### INPUT RECORDS
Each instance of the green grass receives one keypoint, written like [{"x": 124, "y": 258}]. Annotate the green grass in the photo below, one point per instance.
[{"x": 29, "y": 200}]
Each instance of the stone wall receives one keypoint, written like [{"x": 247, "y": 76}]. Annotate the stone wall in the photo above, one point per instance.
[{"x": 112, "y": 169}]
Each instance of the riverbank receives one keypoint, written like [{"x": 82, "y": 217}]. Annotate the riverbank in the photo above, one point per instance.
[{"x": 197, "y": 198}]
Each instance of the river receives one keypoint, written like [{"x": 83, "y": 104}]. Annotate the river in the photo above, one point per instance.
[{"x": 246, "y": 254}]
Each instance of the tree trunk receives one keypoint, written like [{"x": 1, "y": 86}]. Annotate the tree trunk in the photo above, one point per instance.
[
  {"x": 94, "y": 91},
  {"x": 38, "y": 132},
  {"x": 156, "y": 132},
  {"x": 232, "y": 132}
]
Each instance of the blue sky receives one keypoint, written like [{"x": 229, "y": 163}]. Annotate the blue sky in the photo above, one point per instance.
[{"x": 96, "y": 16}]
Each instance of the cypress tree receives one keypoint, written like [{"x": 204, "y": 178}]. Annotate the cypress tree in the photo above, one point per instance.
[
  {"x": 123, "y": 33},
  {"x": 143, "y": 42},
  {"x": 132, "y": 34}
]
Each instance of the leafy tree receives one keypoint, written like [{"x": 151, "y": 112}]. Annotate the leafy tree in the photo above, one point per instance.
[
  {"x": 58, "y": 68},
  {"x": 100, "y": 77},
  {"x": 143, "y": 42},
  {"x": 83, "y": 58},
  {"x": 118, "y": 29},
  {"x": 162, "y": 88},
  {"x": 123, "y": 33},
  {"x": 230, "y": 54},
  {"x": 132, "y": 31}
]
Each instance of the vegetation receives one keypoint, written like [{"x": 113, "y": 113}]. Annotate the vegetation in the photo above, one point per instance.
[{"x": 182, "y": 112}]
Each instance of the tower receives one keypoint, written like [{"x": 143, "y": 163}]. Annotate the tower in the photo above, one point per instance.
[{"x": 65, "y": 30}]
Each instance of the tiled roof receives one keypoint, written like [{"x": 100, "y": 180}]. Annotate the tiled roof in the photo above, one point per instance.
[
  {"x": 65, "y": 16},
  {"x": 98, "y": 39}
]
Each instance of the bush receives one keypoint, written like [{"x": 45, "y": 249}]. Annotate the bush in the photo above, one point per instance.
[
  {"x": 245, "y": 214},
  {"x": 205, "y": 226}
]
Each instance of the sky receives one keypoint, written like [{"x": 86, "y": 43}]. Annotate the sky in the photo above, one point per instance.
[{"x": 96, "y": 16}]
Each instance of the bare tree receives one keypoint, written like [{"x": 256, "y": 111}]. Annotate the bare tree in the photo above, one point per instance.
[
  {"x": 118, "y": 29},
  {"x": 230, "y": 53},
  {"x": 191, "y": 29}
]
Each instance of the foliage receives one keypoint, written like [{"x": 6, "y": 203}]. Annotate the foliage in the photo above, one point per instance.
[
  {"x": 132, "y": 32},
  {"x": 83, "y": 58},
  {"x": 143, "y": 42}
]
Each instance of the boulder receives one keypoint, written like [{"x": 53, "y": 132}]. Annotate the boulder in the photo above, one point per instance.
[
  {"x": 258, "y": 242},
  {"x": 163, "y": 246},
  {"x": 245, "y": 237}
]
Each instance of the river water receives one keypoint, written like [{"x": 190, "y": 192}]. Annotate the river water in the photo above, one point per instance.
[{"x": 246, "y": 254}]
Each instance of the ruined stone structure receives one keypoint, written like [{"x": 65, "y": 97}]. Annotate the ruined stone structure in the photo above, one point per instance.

### GIVEN REQUEST
Give the lines exactly as they stand, from the line with "Each instance of the sky" through the end of the material.

### PROBLEM SOLUTION
Each instance of the sky receives one keypoint, written like [{"x": 86, "y": 43}]. Annotate the sky in the photo above, one point per instance.
[{"x": 96, "y": 16}]
Each instance of the bare tree receives one keypoint, written like [{"x": 256, "y": 111}]. Annotate the bare tree in the photo above, one point per instance.
[
  {"x": 118, "y": 29},
  {"x": 230, "y": 53},
  {"x": 191, "y": 29}
]
Each instance of the foliage receives one keypoint, written like [{"x": 6, "y": 203}]. Annotate the foliage in the photo above, one point per instance.
[
  {"x": 132, "y": 32},
  {"x": 83, "y": 58},
  {"x": 143, "y": 42}
]
Each instance of the boulder receives one keypoint, written like [{"x": 53, "y": 132}]. Annotate the boulder in the photo above, one point per instance.
[
  {"x": 258, "y": 242},
  {"x": 163, "y": 246},
  {"x": 245, "y": 237}
]
Each instance of the river water receives one keypoint, written like [{"x": 190, "y": 192}]. Annotate the river water in the photo above, one point per instance.
[{"x": 246, "y": 254}]
Each instance of the ruined stone structure receives one keypoint, written like [{"x": 65, "y": 97}]. Annotate the ruined stone structure in the photo above, one point per instance.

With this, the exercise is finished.